• To do: Leave the images aside and repeat the whole listing exactly.

Data for analysis section start

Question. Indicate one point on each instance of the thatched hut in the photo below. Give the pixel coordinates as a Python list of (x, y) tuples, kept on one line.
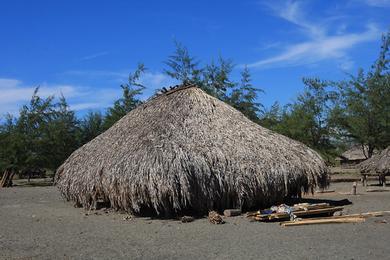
[(188, 151), (378, 165), (353, 156)]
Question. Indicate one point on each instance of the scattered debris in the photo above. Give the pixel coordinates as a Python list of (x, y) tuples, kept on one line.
[(377, 190), (215, 218), (187, 219), (127, 217), (325, 191), (284, 212), (231, 212), (328, 220)]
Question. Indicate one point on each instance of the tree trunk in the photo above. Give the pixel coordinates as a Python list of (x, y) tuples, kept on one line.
[(6, 181)]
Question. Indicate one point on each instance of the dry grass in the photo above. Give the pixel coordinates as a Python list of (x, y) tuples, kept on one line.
[(187, 151), (379, 163)]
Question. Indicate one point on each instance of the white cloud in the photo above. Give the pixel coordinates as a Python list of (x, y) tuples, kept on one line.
[(14, 93), (94, 56), (320, 45), (377, 3)]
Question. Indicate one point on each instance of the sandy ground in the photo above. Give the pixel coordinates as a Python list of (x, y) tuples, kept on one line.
[(35, 223)]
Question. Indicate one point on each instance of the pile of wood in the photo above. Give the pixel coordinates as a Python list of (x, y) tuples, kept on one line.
[(297, 211), (215, 218), (352, 218), (310, 214)]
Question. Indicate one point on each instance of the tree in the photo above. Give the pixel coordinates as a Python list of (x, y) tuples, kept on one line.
[(62, 134), (216, 78), (364, 111), (244, 97), (32, 129), (91, 126), (182, 66), (8, 143), (129, 99), (308, 119)]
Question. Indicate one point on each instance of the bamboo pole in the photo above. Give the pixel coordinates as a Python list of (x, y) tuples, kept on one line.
[(323, 221)]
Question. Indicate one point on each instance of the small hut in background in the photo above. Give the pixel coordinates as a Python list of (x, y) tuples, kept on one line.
[(186, 151), (378, 165), (355, 155)]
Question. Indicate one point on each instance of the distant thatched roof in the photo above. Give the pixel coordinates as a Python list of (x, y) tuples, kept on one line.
[(355, 153), (186, 150), (379, 163)]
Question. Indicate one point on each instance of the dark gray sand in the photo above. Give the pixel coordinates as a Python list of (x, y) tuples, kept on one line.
[(35, 223)]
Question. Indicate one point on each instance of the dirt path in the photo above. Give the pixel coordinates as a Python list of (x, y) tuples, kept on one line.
[(35, 223)]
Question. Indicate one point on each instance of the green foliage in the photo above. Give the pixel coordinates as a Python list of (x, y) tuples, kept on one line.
[(215, 79), (364, 105), (129, 99), (244, 97), (182, 66), (91, 126)]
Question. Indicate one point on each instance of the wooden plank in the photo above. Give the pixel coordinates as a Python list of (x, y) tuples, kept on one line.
[(299, 213), (377, 190), (323, 221), (231, 212)]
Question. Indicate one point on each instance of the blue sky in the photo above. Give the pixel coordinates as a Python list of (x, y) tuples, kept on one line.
[(85, 49)]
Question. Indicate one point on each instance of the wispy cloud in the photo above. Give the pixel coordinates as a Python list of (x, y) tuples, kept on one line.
[(377, 3), (94, 56), (319, 45), (15, 93)]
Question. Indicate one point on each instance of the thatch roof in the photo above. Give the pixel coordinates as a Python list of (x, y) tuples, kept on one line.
[(186, 150), (379, 163), (355, 153)]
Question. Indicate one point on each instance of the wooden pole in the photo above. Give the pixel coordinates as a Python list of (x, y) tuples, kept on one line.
[(364, 180), (231, 212), (323, 221), (354, 188)]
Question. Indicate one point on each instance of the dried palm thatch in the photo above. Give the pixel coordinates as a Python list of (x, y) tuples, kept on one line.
[(379, 163), (187, 151), (215, 218)]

Data for analysis section end

• Answer below:
Question. Indicate one point on each instance of the thatched hut in the photo below. Give the pixel coordinates as a Python list of (x, y) tuples, kept on one line.
[(188, 151), (378, 165), (353, 156)]
Question. Indicate one point on each instance of the scattered debris in the photo above. Give the pixel coordinates as a Python list of (x, y) tuples, kept on one line.
[(377, 190), (215, 218), (187, 219), (127, 217), (325, 191), (284, 212), (231, 212), (328, 220)]
Question. Indicate one point on each instance of the tree trunk in the photo above. Give the pixel coordinates as a Python list of (x, y) tuples, kept on one line.
[(6, 181)]
Question. Indicate one point on each instance of the dry grass in the photo above. Give the pixel coordinates as a Python list of (x, y) tuples, kept on one line.
[(187, 151), (379, 163)]
Question. Indicate one point on each instance of the white cloud in the photo above. Give the pixel coordinates as a Python list of (x, y) tuples, kept on one line.
[(14, 93), (94, 56), (320, 45), (377, 3)]
Question. Indicate one point on each instance of the sandy ground in the photo above. Give the pixel coordinates as a Python list of (x, y) tuples, kept on one line.
[(35, 223)]
Question. Indicate one point on each instance of the pile of wood in the photo above. Give the pixel coordinates as a Python list of (x, y) tuples, kept on one line.
[(297, 211), (215, 218), (352, 218), (310, 214)]
Question. Indicate one point on each instance of the tree in the photo above. Give the pixel coordinates as a Python list of (x, y) tuples, kept on one line.
[(62, 134), (216, 78), (364, 111), (244, 97), (32, 129), (91, 126), (182, 66), (8, 143), (129, 99), (308, 119)]
Question. Indicate one point on each instance of the bamboo pole in the photo above. Give the pixel coordinates as a Python list of (x, y) tuples, kept on one line.
[(323, 221)]
Question. Indicate one point on each instance of the small hut in background in the photo above. Give the pixel coordinates as a Python list of (x, y) tuples, kept on one line.
[(186, 151), (378, 165), (355, 155)]
Question. Indicate one point on each instance of the distant thatched roof in the photo above. Give the pixel coordinates as a Python list of (x, y) tuples, kept on one line.
[(355, 153), (186, 150), (379, 163)]
Question. Indicate one point on each instance of the dark gray sand in the photo above. Give the pixel coordinates as a Python list of (x, y) tuples, kept on one line.
[(35, 223)]
Question. Indicate one point on each instance of the dirt path in the photo above. Give the pixel coordinates as a Python list of (x, y) tuples, kept on one line.
[(35, 223)]
Question. Indicate one point on each instance of the green foliage in the photo above. Give the pixel coordinates as a Python list of (x, y) tuples, kept on one line.
[(215, 79), (364, 105), (129, 99), (244, 97), (182, 66), (91, 126)]
Question. Indicate one point on each instance of the wooden plank in the photo above. Give the pixel coordinates as a Python list of (x, y) tuples, kept on one line.
[(299, 213), (377, 190), (323, 221), (231, 212)]
Question. Indicate one point on each instance of the blue sky in the photo above. Give the pixel coordinates as a Python list of (x, y) tuples, kept on one line.
[(85, 49)]
Question. Indicate one point on each instance of the wispy cloud in the photo above. Give the pixel coordinates as a Python list of (x, y) tuples, kept on one line.
[(377, 3), (94, 56), (319, 45), (15, 93)]
Question. Indicate one point on each instance of the thatch roof in the photo above. Give the pixel coordinates as a Python list of (x, y) tuples, kept on one line.
[(186, 150), (379, 163), (355, 153)]
Question. Indicate one point on each instance of the wooden pole in the photo above. Give the pixel coordinates as a Python list of (x, y) tuples, kept on one line.
[(364, 180), (231, 212), (323, 221), (354, 188)]
Question. Indicate one point on each instance of the dried palm thatch in the photo above. Give the pixel coordinates as a Python list of (x, y) tuples, kept on one line.
[(379, 163), (187, 151), (215, 218)]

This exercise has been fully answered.